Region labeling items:
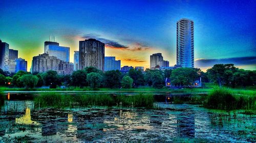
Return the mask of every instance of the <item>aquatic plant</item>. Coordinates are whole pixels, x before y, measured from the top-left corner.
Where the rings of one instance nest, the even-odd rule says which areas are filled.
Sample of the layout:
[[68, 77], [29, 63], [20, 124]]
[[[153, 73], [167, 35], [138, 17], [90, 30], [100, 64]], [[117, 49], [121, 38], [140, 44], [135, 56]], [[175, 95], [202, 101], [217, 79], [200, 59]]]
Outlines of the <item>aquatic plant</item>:
[[101, 94], [79, 94], [76, 95], [62, 95], [56, 93], [44, 93], [34, 99], [36, 107], [53, 106], [119, 106], [154, 107], [155, 100], [152, 94], [140, 93], [126, 96]]
[[209, 108], [233, 110], [256, 109], [255, 95], [234, 94], [223, 89], [215, 89], [208, 95], [204, 106]]

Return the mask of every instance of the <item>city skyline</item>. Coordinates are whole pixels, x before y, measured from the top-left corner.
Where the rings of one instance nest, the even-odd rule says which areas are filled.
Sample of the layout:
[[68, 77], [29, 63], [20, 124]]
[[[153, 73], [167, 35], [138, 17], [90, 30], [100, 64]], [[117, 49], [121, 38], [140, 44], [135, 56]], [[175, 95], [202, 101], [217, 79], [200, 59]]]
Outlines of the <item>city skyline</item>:
[[[19, 56], [28, 61], [28, 69], [33, 56], [44, 53], [44, 42], [49, 35], [70, 51], [78, 50], [79, 41], [95, 38], [105, 43], [105, 55], [121, 60], [122, 67], [149, 68], [150, 55], [158, 52], [173, 66], [176, 63], [176, 22], [183, 18], [195, 23], [195, 68], [204, 70], [215, 64], [229, 63], [245, 69], [256, 69], [253, 1], [142, 1], [125, 6], [123, 2], [99, 1], [87, 3], [90, 11], [79, 10], [83, 2], [48, 3], [4, 1], [0, 6], [0, 19], [4, 20], [0, 20], [0, 38], [10, 49], [19, 50]], [[58, 11], [45, 9], [48, 5]], [[98, 6], [109, 8], [92, 12]], [[38, 10], [38, 15], [37, 9], [44, 11]], [[116, 15], [111, 16], [114, 14]], [[70, 20], [62, 23], [66, 17]], [[73, 53], [70, 56], [72, 62]]]

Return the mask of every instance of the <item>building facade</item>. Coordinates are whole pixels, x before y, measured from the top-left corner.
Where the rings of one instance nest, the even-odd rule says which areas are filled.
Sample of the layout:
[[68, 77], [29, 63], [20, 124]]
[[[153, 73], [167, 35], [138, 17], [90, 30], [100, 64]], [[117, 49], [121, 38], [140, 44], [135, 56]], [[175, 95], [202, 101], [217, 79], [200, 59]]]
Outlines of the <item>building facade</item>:
[[0, 68], [9, 71], [9, 44], [0, 40]]
[[142, 71], [144, 71], [144, 67], [135, 67], [135, 70], [141, 70]]
[[95, 39], [79, 41], [79, 69], [93, 67], [104, 71], [105, 44]]
[[69, 74], [74, 71], [74, 65], [57, 57], [43, 53], [33, 57], [32, 69], [32, 73], [53, 70], [59, 74]]
[[15, 59], [18, 58], [18, 50], [9, 49], [8, 71], [10, 73], [16, 72]]
[[55, 45], [55, 46], [59, 46], [59, 43], [57, 43], [57, 42], [52, 42], [52, 41], [45, 41], [45, 42], [44, 53], [47, 53], [47, 48], [46, 48], [46, 46], [47, 45]]
[[133, 69], [132, 66], [124, 66], [121, 68], [121, 72], [126, 73], [128, 72], [130, 69]]
[[79, 61], [79, 51], [74, 51], [74, 71], [77, 71], [78, 70]]
[[49, 56], [56, 56], [61, 61], [69, 62], [69, 49], [68, 47], [48, 45], [46, 47], [46, 53]]
[[18, 71], [27, 71], [28, 66], [27, 61], [26, 61], [25, 59], [19, 58], [18, 59], [16, 59], [15, 62], [15, 72], [17, 72]]
[[104, 71], [121, 70], [121, 61], [116, 61], [115, 56], [105, 56], [104, 62]]
[[163, 60], [162, 53], [153, 53], [150, 56], [150, 69], [155, 68], [158, 65], [159, 65], [159, 62]]
[[177, 22], [177, 65], [194, 67], [194, 21], [183, 18]]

_WHAT IS REQUIRED_.
Repeat the lines of the items exactly, starting at the beginning of the items and ending at the line containing "95], [204, 106]]", with both ends included. Leave the pictures out of your answer.

_SOLUTION TO THIS PROBLEM_.
Return the mask of every instance of the <item>aquatic plant</item>. Coordinates are whole pixels, x before y, measured from the top-left corner.
Where the rings of one instance nest, the even-odd rule says which areas are filled.
Sample of the layout:
[[68, 77], [29, 63], [20, 124]]
[[[153, 73], [167, 35], [138, 17], [90, 30], [100, 64]], [[117, 49], [121, 38], [140, 44], [135, 56]], [[175, 95], [202, 101], [217, 79], [200, 59]]]
Outlines of the <item>aquatic plant</item>:
[[101, 94], [79, 94], [76, 95], [62, 95], [56, 93], [44, 93], [34, 99], [36, 107], [53, 106], [119, 106], [154, 107], [155, 100], [152, 94], [140, 93], [126, 96]]
[[209, 108], [233, 110], [256, 109], [255, 95], [234, 94], [223, 89], [215, 89], [208, 95], [204, 106]]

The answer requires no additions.